=== Stated problem ===
Take the line that contains "the front tire" and each line after it in the material below, and transcribe them exactly, stopping at the end.

=== Material shown ===
============================================================

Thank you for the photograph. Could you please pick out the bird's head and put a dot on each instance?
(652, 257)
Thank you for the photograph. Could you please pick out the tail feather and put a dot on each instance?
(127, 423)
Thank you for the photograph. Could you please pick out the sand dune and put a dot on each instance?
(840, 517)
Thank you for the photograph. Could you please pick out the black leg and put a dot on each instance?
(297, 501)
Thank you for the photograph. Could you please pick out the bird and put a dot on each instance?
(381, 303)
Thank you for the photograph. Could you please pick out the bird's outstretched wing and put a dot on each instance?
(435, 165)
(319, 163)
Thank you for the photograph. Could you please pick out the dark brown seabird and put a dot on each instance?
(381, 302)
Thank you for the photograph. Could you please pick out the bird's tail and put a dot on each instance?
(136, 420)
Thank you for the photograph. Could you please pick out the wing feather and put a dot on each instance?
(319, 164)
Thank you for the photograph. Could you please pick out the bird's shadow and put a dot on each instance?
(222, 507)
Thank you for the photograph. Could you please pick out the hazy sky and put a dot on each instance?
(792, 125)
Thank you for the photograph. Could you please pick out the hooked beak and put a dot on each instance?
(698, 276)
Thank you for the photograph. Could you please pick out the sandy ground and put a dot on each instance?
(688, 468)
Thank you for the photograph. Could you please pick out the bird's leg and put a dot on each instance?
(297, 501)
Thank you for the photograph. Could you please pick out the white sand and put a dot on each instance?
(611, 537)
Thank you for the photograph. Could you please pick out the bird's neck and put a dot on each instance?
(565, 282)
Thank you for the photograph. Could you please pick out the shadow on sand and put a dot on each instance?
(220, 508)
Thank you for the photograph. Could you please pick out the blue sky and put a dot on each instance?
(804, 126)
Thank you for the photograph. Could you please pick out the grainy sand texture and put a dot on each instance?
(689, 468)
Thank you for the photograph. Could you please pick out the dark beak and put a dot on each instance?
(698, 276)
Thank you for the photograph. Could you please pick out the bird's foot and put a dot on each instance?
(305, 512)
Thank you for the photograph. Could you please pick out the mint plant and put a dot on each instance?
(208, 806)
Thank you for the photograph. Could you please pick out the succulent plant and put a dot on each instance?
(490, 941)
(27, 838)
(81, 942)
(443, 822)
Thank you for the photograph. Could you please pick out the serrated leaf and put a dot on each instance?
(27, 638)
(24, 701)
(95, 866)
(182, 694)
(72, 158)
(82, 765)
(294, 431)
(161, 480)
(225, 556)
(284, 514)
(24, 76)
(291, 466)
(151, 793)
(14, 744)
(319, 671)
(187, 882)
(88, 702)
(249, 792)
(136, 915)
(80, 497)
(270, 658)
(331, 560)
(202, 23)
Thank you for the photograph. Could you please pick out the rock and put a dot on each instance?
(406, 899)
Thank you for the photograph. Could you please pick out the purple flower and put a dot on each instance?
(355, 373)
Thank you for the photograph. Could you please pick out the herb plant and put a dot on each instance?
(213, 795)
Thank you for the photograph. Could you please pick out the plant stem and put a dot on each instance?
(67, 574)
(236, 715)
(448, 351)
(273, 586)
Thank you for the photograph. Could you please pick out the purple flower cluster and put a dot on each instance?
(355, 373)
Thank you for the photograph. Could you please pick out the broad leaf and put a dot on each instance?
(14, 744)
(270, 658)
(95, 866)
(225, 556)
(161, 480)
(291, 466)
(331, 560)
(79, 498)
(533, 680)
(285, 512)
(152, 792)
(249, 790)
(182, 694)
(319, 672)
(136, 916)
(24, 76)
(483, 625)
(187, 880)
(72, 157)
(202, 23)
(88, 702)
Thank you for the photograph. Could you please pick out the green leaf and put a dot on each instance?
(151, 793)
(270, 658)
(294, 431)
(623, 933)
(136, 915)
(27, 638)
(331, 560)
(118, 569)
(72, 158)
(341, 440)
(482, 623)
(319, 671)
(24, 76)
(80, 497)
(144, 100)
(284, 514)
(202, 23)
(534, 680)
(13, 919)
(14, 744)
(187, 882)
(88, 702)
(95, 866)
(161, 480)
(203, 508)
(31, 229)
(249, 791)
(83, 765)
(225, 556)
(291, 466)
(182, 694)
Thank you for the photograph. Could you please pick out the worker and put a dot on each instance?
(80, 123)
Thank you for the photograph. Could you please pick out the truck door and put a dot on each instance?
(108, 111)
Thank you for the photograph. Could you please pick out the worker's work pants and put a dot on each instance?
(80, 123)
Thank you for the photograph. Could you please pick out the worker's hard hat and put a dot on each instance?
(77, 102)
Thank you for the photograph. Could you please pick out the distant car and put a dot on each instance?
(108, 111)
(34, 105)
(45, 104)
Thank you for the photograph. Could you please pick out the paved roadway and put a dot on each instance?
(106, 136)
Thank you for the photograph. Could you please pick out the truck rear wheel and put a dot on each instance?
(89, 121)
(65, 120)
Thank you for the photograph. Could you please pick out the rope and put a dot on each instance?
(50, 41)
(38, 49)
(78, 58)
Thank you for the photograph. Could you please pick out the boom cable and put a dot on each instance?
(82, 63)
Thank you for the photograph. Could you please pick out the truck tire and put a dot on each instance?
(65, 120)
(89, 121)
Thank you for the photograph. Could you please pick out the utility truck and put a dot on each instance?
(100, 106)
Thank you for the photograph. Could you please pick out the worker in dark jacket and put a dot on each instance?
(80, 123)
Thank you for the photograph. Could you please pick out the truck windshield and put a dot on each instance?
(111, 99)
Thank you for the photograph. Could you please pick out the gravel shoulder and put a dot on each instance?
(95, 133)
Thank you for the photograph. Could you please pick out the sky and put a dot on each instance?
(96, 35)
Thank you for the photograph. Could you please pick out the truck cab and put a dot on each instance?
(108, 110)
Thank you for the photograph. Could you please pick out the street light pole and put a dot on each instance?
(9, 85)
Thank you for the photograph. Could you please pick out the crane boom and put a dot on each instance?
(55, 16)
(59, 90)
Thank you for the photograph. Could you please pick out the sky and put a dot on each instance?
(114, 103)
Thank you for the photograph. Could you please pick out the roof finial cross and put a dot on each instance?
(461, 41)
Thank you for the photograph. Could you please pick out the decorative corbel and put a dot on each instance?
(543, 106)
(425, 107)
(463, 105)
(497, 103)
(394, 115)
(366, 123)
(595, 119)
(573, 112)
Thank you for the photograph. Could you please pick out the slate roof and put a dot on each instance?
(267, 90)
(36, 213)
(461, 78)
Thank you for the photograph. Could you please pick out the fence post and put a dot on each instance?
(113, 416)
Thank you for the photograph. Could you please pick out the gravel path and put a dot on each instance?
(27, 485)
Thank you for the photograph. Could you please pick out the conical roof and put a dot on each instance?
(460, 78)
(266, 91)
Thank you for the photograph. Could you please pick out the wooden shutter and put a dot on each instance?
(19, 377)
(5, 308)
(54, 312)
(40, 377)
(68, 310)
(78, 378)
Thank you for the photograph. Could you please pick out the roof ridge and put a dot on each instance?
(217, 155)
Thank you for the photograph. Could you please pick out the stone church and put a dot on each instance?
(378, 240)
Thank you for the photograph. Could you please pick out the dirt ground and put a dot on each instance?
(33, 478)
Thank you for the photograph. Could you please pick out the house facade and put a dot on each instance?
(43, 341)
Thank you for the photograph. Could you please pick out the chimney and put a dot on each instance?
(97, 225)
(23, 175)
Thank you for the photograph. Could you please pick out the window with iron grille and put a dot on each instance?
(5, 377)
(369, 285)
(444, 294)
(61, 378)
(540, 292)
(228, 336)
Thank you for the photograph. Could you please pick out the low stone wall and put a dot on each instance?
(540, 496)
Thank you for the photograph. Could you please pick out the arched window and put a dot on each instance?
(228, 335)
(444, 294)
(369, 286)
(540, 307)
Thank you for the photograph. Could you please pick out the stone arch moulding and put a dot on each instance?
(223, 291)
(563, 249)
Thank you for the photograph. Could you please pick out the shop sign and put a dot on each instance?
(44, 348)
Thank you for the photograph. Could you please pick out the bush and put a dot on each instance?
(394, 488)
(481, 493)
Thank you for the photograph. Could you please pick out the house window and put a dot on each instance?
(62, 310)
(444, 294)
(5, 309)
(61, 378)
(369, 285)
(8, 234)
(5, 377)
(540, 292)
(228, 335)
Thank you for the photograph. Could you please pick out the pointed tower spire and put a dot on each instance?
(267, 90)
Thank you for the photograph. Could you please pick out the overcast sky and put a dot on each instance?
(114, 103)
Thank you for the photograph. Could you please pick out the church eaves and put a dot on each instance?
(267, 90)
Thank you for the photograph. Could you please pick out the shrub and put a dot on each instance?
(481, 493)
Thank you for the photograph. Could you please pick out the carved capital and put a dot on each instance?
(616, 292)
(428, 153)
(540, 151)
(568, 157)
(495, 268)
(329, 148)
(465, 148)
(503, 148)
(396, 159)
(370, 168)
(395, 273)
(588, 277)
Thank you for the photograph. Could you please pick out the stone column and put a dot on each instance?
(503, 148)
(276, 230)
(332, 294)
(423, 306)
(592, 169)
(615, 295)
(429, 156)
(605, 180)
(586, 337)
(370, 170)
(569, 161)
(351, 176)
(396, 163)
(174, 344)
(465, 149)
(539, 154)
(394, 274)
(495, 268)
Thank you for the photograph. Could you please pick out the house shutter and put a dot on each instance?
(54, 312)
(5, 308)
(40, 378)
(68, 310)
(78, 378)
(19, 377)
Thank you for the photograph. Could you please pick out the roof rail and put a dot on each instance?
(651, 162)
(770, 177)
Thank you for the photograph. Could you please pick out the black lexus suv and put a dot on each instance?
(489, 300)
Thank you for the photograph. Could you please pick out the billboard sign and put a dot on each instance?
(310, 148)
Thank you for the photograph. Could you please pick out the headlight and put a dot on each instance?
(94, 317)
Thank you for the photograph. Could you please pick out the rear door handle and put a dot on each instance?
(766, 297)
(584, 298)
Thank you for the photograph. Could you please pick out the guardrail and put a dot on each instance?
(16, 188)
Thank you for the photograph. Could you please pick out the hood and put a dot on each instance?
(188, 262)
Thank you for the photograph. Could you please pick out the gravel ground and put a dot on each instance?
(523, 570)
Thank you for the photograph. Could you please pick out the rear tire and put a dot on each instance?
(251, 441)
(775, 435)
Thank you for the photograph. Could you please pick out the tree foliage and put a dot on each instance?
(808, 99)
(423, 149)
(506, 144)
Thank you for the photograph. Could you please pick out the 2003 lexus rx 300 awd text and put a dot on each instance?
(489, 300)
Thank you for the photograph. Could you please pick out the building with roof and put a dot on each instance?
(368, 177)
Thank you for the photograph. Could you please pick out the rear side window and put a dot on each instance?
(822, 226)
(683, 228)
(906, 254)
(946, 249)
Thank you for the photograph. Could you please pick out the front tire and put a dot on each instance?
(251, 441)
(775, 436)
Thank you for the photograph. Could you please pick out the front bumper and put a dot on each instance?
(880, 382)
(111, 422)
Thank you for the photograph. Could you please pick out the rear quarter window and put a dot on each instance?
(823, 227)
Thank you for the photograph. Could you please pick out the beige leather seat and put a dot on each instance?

============================================================

=== Written reply ===
Thank you for the photograph. Could you please pick out the front tire and put a dot on each instance?
(251, 441)
(775, 436)
Thank you for the photograph. Could you please pick out the front bumper and put a dot on each instance?
(880, 382)
(111, 422)
Thank you for the photograph. Could you please pick out the rear quarter window and put a dot on each instance?
(823, 227)
Thank you for the photograph. Could you please pick out the beige leather seat and put a dot on each instance?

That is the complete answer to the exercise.